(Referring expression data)

_ _ _ _

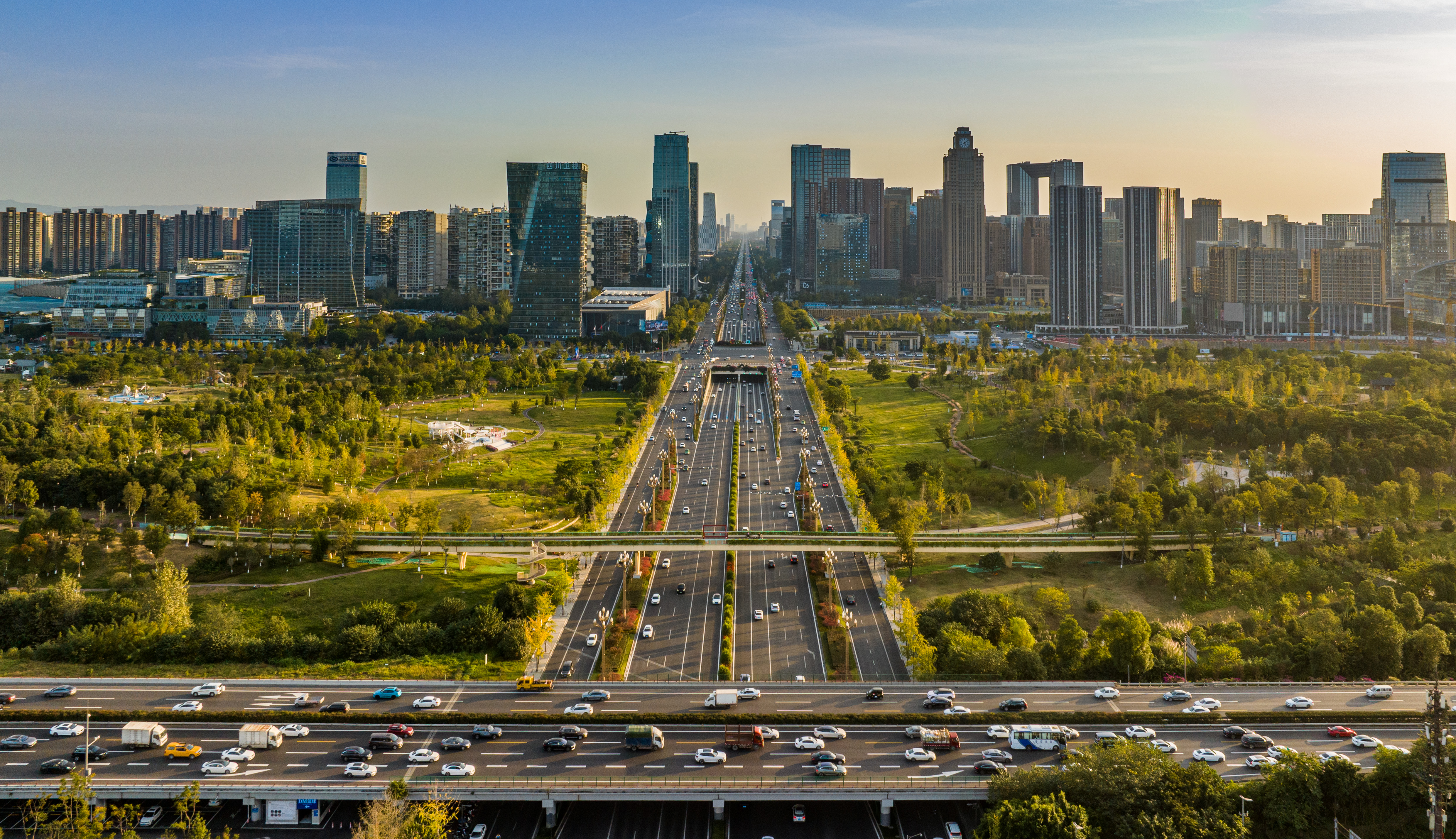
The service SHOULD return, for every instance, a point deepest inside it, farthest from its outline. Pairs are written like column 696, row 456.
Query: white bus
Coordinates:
column 1039, row 737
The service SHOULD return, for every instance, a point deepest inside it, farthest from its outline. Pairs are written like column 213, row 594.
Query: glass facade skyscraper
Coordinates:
column 550, row 239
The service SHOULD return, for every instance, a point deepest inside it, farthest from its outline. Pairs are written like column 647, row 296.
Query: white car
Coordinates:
column 360, row 770
column 219, row 768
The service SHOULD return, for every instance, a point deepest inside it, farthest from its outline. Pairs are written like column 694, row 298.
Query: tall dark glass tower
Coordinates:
column 550, row 234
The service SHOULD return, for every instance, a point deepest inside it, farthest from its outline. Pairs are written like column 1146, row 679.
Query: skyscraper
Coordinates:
column 550, row 235
column 1077, row 256
column 349, row 177
column 308, row 251
column 1417, row 218
column 965, row 193
column 1152, row 257
column 673, row 204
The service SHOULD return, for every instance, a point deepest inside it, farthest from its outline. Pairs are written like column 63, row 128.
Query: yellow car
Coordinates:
column 183, row 751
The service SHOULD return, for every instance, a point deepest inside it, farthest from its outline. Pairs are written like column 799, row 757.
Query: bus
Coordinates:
column 1039, row 737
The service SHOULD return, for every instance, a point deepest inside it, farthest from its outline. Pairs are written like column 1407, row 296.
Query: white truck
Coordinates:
column 721, row 700
column 260, row 736
column 143, row 735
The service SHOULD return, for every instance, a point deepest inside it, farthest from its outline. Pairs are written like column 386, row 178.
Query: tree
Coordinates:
column 1039, row 818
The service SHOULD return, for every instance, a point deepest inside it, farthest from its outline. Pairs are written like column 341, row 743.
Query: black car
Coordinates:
column 988, row 768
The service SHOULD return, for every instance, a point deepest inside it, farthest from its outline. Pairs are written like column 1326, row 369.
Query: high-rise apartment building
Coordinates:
column 675, row 247
column 1024, row 184
column 21, row 238
column 965, row 215
column 1152, row 257
column 347, row 177
column 1077, row 256
column 615, row 247
column 1417, row 218
column 308, row 251
column 550, row 232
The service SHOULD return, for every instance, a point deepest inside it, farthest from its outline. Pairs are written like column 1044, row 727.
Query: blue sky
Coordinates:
column 1273, row 105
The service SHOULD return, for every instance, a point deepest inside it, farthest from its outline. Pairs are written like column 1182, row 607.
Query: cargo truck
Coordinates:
column 644, row 739
column 260, row 736
column 743, row 737
column 721, row 700
column 143, row 735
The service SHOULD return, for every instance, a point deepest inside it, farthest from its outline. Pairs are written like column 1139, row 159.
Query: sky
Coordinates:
column 1272, row 105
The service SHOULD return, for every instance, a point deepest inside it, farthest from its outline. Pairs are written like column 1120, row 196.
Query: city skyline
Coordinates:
column 1133, row 116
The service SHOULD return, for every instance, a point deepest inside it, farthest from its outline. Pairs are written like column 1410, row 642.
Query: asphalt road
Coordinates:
column 870, row 751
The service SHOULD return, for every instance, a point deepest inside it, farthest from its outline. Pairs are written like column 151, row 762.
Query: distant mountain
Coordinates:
column 161, row 209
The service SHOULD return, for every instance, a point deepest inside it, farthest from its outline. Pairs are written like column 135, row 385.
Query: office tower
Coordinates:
column 1152, row 257
column 673, row 242
column 810, row 170
column 142, row 241
column 550, row 229
column 349, row 177
column 1024, row 184
column 421, row 253
column 79, row 241
column 896, row 224
column 21, row 236
column 965, row 219
column 1254, row 290
column 842, row 261
column 1077, row 256
column 860, row 196
column 1417, row 219
column 615, row 247
column 308, row 251
column 1349, row 286
column 708, row 232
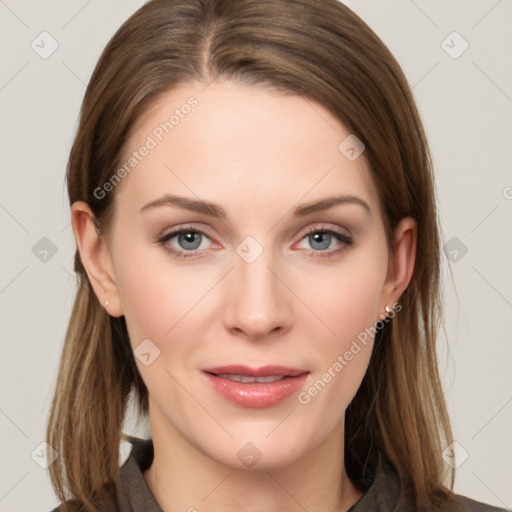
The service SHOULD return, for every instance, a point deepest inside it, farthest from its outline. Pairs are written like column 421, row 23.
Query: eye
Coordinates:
column 321, row 239
column 188, row 240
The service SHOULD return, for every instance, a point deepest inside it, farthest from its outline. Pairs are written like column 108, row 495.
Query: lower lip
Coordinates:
column 256, row 394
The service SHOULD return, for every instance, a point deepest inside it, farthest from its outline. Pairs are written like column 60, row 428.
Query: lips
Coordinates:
column 261, row 387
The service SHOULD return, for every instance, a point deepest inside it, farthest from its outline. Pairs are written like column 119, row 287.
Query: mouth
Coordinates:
column 261, row 387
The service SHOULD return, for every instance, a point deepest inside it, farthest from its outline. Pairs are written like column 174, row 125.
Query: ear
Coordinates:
column 96, row 258
column 401, row 262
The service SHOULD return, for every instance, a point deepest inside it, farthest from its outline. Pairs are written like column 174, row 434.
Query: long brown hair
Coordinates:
column 316, row 48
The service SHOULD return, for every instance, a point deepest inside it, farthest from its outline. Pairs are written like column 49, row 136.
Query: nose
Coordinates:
column 258, row 304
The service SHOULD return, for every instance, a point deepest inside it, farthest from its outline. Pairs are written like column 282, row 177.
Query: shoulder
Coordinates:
column 466, row 504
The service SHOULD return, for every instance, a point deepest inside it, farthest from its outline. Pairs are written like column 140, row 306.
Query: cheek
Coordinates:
column 155, row 294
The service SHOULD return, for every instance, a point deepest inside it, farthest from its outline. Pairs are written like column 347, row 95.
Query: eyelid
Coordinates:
column 347, row 239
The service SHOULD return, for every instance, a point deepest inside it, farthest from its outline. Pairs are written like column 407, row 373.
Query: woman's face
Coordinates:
column 252, row 282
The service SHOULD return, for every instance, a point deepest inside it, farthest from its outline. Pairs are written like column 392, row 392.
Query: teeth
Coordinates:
column 249, row 379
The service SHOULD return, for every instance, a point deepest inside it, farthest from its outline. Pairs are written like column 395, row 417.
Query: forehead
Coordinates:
column 232, row 143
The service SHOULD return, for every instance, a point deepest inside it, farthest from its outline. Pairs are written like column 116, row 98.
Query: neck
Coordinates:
column 183, row 478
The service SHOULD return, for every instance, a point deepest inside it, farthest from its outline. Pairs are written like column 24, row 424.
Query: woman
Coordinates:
column 258, row 254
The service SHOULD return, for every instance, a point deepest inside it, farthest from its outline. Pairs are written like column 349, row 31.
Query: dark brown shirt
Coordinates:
column 383, row 495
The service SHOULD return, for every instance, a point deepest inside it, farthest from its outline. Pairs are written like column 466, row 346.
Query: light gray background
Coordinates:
column 466, row 106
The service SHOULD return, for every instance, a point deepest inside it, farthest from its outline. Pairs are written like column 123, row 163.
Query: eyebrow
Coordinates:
column 214, row 210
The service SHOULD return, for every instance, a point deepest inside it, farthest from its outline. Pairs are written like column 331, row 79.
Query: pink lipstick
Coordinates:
column 256, row 387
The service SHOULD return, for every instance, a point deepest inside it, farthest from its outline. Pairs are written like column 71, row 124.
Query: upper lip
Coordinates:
column 262, row 371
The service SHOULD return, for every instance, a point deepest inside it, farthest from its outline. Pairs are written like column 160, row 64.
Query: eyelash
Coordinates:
column 345, row 239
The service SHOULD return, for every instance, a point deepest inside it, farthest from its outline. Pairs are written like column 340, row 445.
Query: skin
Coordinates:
column 259, row 154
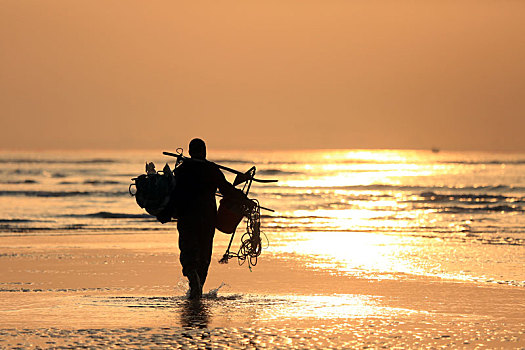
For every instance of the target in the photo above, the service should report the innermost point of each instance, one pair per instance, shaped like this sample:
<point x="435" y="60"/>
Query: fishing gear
<point x="231" y="212"/>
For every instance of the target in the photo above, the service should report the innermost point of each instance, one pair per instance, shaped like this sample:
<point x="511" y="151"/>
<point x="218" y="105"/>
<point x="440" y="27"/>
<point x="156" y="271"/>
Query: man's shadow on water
<point x="194" y="314"/>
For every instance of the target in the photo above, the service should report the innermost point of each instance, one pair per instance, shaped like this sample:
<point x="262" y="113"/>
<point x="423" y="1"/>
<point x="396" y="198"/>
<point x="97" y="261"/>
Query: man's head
<point x="197" y="149"/>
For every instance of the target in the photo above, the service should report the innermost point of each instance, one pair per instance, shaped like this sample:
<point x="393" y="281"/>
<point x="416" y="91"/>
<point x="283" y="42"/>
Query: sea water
<point x="379" y="213"/>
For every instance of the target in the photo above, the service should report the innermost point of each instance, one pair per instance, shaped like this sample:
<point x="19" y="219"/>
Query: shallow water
<point x="453" y="215"/>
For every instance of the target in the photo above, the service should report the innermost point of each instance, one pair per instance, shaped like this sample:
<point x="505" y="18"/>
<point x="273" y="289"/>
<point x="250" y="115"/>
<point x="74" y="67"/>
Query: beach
<point x="103" y="291"/>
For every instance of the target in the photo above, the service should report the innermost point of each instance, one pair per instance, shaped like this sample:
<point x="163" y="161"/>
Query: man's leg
<point x="205" y="252"/>
<point x="189" y="255"/>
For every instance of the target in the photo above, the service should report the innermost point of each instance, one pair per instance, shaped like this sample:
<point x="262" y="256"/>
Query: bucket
<point x="229" y="216"/>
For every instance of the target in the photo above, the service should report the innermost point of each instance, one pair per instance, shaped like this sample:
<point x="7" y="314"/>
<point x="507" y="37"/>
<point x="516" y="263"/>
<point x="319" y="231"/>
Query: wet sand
<point x="99" y="291"/>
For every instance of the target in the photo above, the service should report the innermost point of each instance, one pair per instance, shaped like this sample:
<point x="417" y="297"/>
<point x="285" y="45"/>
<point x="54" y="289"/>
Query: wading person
<point x="197" y="181"/>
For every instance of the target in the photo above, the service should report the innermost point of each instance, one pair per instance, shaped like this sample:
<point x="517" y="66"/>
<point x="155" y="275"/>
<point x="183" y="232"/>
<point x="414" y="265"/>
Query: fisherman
<point x="197" y="181"/>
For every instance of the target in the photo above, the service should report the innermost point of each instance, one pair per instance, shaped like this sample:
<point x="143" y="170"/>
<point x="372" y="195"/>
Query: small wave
<point x="51" y="194"/>
<point x="57" y="161"/>
<point x="485" y="162"/>
<point x="277" y="172"/>
<point x="487" y="208"/>
<point x="21" y="221"/>
<point x="432" y="196"/>
<point x="101" y="182"/>
<point x="109" y="215"/>
<point x="231" y="161"/>
<point x="21" y="182"/>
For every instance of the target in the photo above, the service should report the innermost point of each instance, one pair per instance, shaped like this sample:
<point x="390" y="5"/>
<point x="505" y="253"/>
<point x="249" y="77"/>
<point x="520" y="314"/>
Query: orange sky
<point x="263" y="74"/>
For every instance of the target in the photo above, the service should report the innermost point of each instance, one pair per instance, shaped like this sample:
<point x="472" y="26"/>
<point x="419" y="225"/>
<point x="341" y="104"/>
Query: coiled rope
<point x="251" y="242"/>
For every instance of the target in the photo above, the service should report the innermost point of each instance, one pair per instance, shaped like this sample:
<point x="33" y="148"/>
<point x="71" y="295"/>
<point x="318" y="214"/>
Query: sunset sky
<point x="262" y="74"/>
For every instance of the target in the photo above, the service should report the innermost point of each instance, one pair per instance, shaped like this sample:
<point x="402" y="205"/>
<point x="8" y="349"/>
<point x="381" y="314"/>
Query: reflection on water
<point x="448" y="214"/>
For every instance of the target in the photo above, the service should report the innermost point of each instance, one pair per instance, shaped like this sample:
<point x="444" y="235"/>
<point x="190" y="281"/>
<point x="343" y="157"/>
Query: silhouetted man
<point x="197" y="181"/>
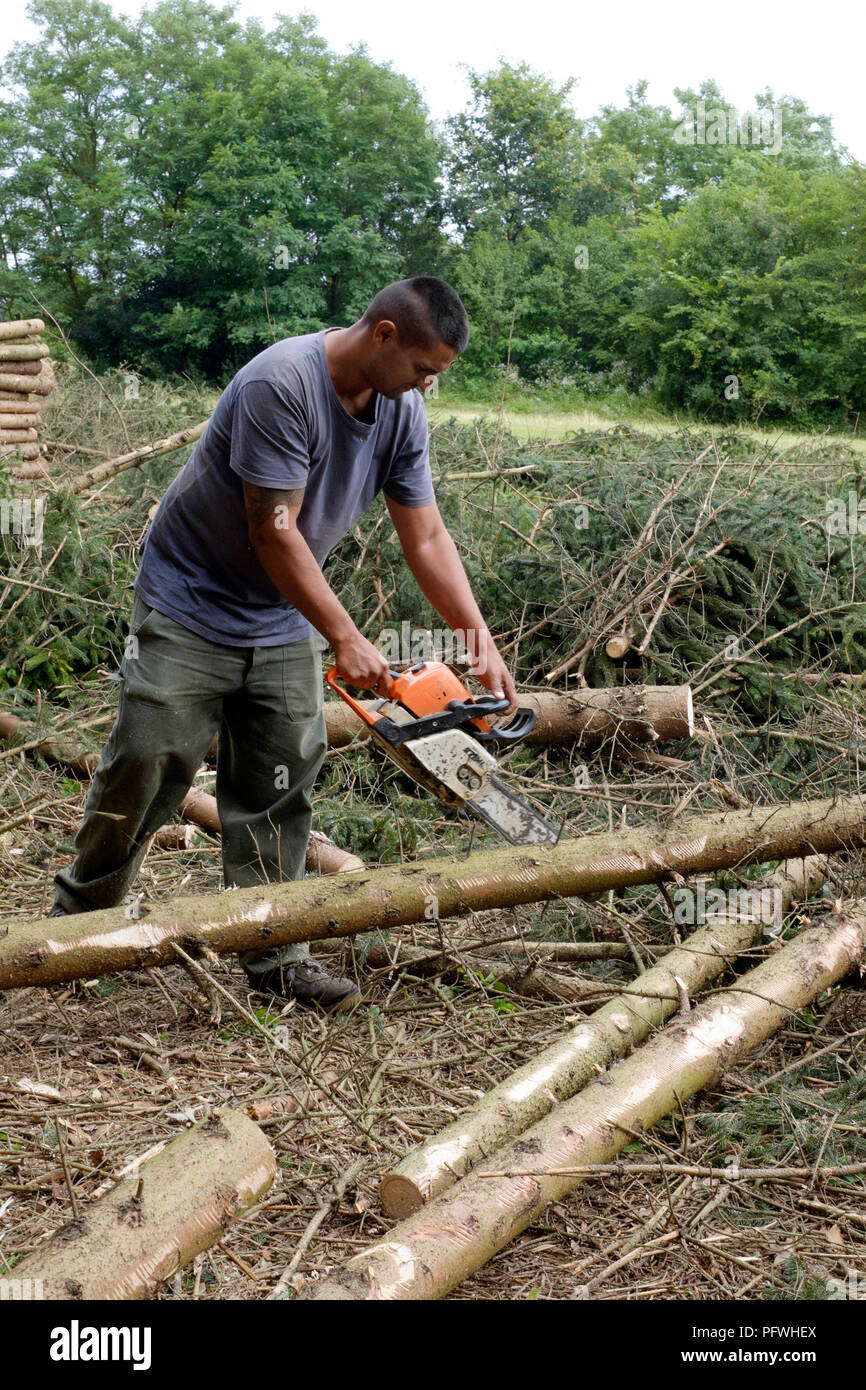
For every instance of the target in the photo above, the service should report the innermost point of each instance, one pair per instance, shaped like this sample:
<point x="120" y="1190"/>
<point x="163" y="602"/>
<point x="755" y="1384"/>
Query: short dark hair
<point x="421" y="306"/>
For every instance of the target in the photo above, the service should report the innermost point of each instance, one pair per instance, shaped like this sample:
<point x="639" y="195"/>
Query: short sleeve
<point x="268" y="438"/>
<point x="409" y="480"/>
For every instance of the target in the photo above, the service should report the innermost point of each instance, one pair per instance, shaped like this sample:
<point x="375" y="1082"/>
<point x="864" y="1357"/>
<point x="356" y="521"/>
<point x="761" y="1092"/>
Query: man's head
<point x="414" y="328"/>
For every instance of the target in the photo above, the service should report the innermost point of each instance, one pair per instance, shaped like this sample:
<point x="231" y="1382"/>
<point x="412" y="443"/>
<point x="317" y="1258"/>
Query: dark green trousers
<point x="177" y="691"/>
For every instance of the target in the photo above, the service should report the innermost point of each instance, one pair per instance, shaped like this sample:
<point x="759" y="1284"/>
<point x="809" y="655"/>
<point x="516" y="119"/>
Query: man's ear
<point x="385" y="332"/>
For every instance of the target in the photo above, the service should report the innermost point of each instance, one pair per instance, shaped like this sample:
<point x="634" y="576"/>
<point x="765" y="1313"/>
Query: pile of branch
<point x="153" y="1222"/>
<point x="630" y="716"/>
<point x="25" y="377"/>
<point x="434" y="1250"/>
<point x="249" y="919"/>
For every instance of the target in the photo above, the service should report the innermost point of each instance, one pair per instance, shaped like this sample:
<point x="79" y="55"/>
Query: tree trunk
<point x="626" y="715"/>
<point x="150" y="1225"/>
<point x="131" y="460"/>
<point x="20" y="369"/>
<point x="430" y="1253"/>
<point x="42" y="385"/>
<point x="35" y="467"/>
<point x="24" y="352"/>
<point x="565" y="1068"/>
<point x="18" y="437"/>
<point x="21" y="327"/>
<point x="271" y="913"/>
<point x="17" y="420"/>
<point x="524" y="977"/>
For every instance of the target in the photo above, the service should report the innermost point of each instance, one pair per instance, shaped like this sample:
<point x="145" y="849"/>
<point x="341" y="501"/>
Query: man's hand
<point x="492" y="672"/>
<point x="359" y="663"/>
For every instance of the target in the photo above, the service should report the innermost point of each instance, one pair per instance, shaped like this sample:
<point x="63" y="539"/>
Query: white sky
<point x="793" y="46"/>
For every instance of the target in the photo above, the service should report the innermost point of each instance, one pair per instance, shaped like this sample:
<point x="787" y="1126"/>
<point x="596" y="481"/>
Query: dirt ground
<point x="123" y="1064"/>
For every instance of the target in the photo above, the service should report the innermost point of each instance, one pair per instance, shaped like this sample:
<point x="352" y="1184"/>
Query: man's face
<point x="395" y="367"/>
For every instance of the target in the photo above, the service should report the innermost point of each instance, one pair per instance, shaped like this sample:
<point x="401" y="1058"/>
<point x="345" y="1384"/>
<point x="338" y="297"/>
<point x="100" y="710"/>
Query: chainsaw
<point x="435" y="731"/>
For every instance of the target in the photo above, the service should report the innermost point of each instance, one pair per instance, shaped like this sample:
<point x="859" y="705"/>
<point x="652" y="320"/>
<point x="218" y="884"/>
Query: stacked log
<point x="25" y="378"/>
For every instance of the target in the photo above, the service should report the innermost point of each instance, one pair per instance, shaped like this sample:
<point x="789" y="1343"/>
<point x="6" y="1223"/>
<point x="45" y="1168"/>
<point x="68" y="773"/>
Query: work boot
<point x="309" y="983"/>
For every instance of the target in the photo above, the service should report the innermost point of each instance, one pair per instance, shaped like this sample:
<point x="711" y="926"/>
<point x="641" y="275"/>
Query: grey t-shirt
<point x="280" y="424"/>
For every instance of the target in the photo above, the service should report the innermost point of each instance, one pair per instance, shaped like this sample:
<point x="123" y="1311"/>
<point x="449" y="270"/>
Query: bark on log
<point x="35" y="467"/>
<point x="565" y="1068"/>
<point x="563" y="950"/>
<point x="246" y="919"/>
<point x="527" y="979"/>
<point x="41" y="385"/>
<point x="18" y="437"/>
<point x="323" y="855"/>
<point x="21" y="327"/>
<point x="24" y="352"/>
<point x="131" y="460"/>
<point x="20" y="369"/>
<point x="430" y="1253"/>
<point x="150" y="1225"/>
<point x="630" y="713"/>
<point x="18" y="420"/>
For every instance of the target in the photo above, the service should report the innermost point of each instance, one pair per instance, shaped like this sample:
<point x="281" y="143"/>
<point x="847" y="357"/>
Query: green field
<point x="555" y="421"/>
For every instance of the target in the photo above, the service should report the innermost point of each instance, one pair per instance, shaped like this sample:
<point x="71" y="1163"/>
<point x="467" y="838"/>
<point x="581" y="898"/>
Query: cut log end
<point x="399" y="1196"/>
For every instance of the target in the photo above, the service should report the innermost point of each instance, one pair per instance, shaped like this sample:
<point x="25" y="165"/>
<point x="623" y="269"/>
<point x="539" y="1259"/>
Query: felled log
<point x="273" y="913"/>
<point x="11" y="420"/>
<point x="41" y="385"/>
<point x="150" y="1225"/>
<point x="18" y="437"/>
<point x="430" y="1253"/>
<point x="35" y="467"/>
<point x="527" y="979"/>
<point x="628" y="715"/>
<point x="21" y="327"/>
<point x="569" y="1064"/>
<point x="22" y="352"/>
<point x="102" y="471"/>
<point x="56" y="749"/>
<point x="21" y="369"/>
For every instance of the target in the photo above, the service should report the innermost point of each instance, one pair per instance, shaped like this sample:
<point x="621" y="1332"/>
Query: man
<point x="231" y="588"/>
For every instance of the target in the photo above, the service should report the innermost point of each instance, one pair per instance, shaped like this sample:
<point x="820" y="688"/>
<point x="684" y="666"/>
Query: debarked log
<point x="569" y="1064"/>
<point x="42" y="385"/>
<point x="102" y="471"/>
<point x="21" y="327"/>
<point x="150" y="1225"/>
<point x="22" y="352"/>
<point x="626" y="715"/>
<point x="18" y="437"/>
<point x="439" y="1246"/>
<point x="245" y="919"/>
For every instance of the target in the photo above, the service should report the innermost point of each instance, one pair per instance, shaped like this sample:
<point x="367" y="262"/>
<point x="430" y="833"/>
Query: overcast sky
<point x="806" y="49"/>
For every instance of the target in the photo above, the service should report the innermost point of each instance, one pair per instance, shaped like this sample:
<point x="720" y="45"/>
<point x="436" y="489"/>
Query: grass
<point x="548" y="416"/>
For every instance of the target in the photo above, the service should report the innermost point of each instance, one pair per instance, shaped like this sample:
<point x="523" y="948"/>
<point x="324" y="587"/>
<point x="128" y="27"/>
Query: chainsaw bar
<point x="460" y="773"/>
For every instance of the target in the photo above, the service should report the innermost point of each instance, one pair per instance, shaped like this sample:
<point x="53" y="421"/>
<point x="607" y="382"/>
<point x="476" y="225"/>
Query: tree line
<point x="181" y="188"/>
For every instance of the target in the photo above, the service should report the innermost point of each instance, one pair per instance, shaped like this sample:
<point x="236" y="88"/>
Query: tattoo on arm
<point x="270" y="505"/>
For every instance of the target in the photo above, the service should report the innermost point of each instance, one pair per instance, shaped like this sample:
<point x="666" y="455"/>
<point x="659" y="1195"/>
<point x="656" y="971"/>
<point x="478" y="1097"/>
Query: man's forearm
<point x="292" y="569"/>
<point x="445" y="584"/>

_ _ _ _

**PROBLEM DESCRIPTION**
Given the records above, reproduce precisely and only the lines between the line holding "386, row 178." and the line holding "Query: cargo truck", inclusive.

**EXERCISE RESPONSE**
The service SHOULD return, for every instance, a point deepest inside it, farthest from its outline. Pairs are written like column 386, row 178.
Query: tree
Coordinates:
column 1039, row 818
The service SHOULD return, for every instance, a point deepest inside it, farthest from its outline. Pairs are written like column 341, row 743.
Query: black car
Coordinates:
column 988, row 768
The service SHOULD return, for every instance, a point deepest inside it, farthest from its outline. Pairs are written like column 1326, row 369.
Query: high-rise apartment building
Coordinates:
column 675, row 247
column 1024, row 184
column 21, row 238
column 965, row 215
column 1152, row 257
column 347, row 177
column 1077, row 256
column 615, row 247
column 1417, row 218
column 308, row 251
column 550, row 232
The service SHOULD return, for every instance, a point deepest inside it, farthest from its outline. Pairs are written like column 1044, row 727.
Query: blue sky
Coordinates:
column 1273, row 105
The service SHOULD return, for every instance, a point deepest inside it, farthest from its outline. Pairs are written like column 1182, row 607.
Query: cargo truck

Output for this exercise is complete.